▶ YOUR INSTRUCTIONS
Identify every line in the data below that contains the word "okapi", and copy each of those lines. Case counts, so match only that exact capitalization.

▶ THE DATA
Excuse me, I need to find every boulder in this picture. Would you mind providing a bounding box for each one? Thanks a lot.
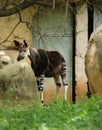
[0,62,37,100]
[85,25,102,95]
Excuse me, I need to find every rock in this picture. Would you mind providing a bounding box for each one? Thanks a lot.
[0,62,37,100]
[0,51,11,69]
[85,25,102,95]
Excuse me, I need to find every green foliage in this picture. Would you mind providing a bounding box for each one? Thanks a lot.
[0,97,102,130]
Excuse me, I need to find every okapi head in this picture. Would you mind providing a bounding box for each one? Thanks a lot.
[14,40,30,61]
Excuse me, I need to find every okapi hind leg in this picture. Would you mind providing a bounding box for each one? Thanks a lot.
[54,75,61,99]
[37,75,45,104]
[61,62,68,101]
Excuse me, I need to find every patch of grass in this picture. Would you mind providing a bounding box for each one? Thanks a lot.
[0,97,102,130]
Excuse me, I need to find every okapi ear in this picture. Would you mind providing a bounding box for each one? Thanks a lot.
[23,40,28,47]
[14,40,21,47]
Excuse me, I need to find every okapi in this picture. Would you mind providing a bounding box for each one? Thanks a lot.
[14,40,68,103]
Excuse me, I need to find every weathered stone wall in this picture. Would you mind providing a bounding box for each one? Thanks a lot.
[85,24,102,95]
[0,6,37,61]
[75,3,88,96]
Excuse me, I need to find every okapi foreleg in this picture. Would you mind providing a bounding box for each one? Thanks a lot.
[54,75,61,99]
[37,75,45,103]
[61,62,68,101]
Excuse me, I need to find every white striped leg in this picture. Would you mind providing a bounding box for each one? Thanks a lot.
[38,75,45,103]
[54,75,61,99]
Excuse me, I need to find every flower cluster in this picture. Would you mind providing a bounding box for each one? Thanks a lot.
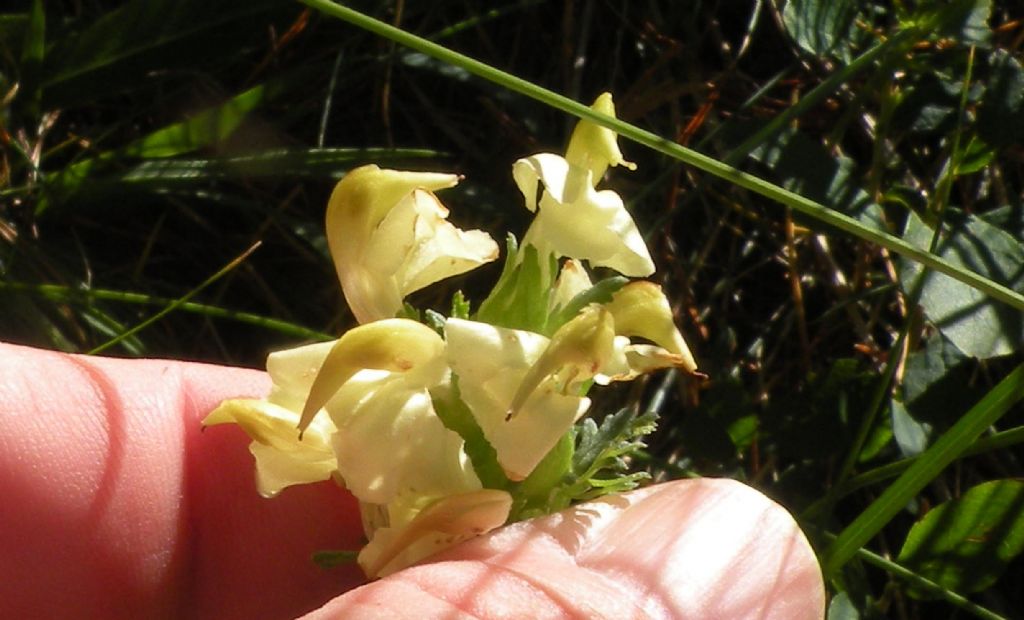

▶ RESULT
Excuse me, I need to find every okapi head in this picture. Would you mind providing a bounding box for each one? Thanks a lot.
Excuse me, I need to find every okapi hind leg in this picture. Would you mind providing a bounding box for each one? Thanks a lot.
Excuse me, I need to find every okapi ear in this picture. Would you mind providing a bounding box for each one? Thanks a lot.
Excuse me, I need to find every okapi in this picture. Would you mind providing a bounding box for each one? Thanks a lot.
Excuse me, I need to find every okapi foreleg in this picture. Would you mind providing a bounding box for each one? Thanks a lot.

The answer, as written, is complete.